[[ Entries shown, beginning ]]

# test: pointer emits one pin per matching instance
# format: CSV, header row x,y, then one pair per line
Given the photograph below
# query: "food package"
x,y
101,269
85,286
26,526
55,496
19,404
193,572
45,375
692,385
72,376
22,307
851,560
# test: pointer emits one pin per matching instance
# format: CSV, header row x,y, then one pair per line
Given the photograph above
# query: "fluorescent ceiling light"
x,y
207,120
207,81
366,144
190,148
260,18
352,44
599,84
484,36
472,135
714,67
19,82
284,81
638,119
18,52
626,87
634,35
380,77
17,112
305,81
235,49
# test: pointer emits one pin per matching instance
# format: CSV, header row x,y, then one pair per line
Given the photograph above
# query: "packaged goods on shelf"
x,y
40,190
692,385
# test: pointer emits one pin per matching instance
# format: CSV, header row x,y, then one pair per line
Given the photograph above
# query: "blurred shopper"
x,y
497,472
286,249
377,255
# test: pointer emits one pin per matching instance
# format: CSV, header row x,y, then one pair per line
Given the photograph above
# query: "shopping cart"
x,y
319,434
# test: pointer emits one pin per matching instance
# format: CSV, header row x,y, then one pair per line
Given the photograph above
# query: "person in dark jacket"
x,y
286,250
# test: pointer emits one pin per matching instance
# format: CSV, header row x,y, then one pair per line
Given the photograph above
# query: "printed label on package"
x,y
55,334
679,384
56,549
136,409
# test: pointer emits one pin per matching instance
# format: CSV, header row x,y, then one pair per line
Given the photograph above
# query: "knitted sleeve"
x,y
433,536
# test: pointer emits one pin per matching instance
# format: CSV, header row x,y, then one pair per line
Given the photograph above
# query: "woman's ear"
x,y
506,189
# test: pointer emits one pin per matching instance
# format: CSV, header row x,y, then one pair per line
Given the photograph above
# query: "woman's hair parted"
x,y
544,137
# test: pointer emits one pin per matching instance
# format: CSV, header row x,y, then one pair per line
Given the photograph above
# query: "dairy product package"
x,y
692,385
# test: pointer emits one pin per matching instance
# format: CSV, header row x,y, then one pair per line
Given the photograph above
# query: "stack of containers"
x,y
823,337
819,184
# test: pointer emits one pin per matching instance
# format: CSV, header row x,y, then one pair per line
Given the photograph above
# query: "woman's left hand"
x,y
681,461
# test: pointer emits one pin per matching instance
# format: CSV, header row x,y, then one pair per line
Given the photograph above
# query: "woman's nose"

[[ Entries shown, end ]]

▶ _Instructions to follow_: Every record must appear in the answer exactly as it appears above.

▶ _Answer to this exercise_:
# test: pointer emits one pin per matching instance
# format: CSV, header row x,y, then one pair per line
Given the photograph below
# query: "food package"
x,y
101,269
85,286
26,526
55,496
19,404
193,572
45,375
692,385
72,376
22,307
851,560
# test: pointer emits one pin per matching instance
# format: CSV, header row x,y, then one pair per line
Given the photograph above
# query: "fluorescent ceiling light"
x,y
207,120
207,81
366,144
190,148
260,18
352,44
599,84
484,36
472,135
714,67
19,82
284,81
638,119
18,52
626,87
634,35
380,77
17,112
305,81
235,49
# test: pointer emits one pin per matching instance
# format: CSV, header row x,y, then one pair per line
Given the photograph above
# query: "packaged goods on shelf"
x,y
40,190
692,385
# test: pointer emits one pin per matching instance
# format: CSV, header row x,y, then one pair per line
Given the photograph above
# query: "blurred shopper"
x,y
497,472
286,249
377,255
# test: pointer emits one pin per matching instance
# format: CSV, header row x,y, then one pair per line
Given the photograph above
# query: "shopping cart"
x,y
319,434
# test: pointer emits one pin per matching instance
# format: CSV, header row x,y, then one pair per line
Given the photograph above
# query: "person in dark jacket"
x,y
286,250
# test: pointer emits one pin per matching instance
# format: CSV, header row x,y, then one pair per line
Given the photograph above
# query: "printed label on package"
x,y
55,334
679,384
56,549
136,409
# test: pointer emits one pin per matching instance
# format: CSV, header row x,y, then one pair per line
Given the photograph above
# query: "knitted sleeve"
x,y
433,536
# test: pointer emits one pin per matching instance
# format: CSV, header row x,y, then one pair per line
Given the photograph above
# query: "woman's ear"
x,y
506,189
# test: pointer emits one pin per matching instance
# format: CSV, header row x,y, then one pair per line
Given the photograph above
# query: "woman's hair parted"
x,y
544,137
# test: pointer emits one pin per matching instance
# format: CSV, header row x,y, then one pair per line
Given the photograph above
# query: "dairy product package"
x,y
692,385
# test: pointer emits one pin per matching instance
# format: CSV, header row x,y, then one pair per line
Given the photograph above
# query: "stack of containers"
x,y
823,337
819,184
# test: pointer emits one pin per matching instance
# format: CSV, header row x,y, then one pair per line
Given the photograph above
# query: "woman's left hand"
x,y
681,461
# test: pointer emits one pin per matching instance
# format: CSV, header row x,y, then one pair per line
Given the photograph above
# query: "woman's nose"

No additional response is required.